Try it: For each line of the data below, copy it if it holds the word "grass".
START Exercise inputs
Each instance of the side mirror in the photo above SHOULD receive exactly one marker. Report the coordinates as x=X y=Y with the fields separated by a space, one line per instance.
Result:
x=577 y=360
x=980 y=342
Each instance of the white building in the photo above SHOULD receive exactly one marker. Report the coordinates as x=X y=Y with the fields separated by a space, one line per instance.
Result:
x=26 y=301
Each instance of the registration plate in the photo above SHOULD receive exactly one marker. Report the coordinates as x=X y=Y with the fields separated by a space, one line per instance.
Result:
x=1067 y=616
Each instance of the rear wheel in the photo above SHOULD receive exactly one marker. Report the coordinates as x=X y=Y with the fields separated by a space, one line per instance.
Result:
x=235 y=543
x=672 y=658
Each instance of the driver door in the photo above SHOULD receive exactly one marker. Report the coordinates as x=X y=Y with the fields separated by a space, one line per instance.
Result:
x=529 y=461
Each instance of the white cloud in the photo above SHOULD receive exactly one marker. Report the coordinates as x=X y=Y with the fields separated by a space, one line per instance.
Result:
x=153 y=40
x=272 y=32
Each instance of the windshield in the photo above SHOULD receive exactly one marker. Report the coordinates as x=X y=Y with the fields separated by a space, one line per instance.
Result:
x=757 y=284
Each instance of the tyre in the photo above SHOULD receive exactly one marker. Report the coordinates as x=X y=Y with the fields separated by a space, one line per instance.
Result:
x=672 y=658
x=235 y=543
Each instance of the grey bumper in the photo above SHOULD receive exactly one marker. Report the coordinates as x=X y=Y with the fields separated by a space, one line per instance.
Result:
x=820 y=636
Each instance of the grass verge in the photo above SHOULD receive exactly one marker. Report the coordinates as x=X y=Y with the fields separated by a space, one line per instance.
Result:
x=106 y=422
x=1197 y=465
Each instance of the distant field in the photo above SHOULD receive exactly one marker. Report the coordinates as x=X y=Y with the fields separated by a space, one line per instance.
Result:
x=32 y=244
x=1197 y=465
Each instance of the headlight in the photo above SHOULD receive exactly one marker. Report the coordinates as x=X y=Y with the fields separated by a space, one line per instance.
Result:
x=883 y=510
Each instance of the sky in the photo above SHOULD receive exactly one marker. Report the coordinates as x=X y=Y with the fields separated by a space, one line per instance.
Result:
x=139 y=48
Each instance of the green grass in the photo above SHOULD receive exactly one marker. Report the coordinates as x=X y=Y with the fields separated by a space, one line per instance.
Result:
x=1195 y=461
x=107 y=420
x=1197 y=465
END Exercise inputs
Response below:
Each instance of the grass verge in the photo above SHOULD receive exactly one marker. Report the coordinates as x=X y=Y with the fields separated by a space, one line per instance.
Each instance of the green grass in the photo above SHOULD receive exactly one marker. Report the coordinates as x=X y=Y with the fields separated by a space, one line per instance.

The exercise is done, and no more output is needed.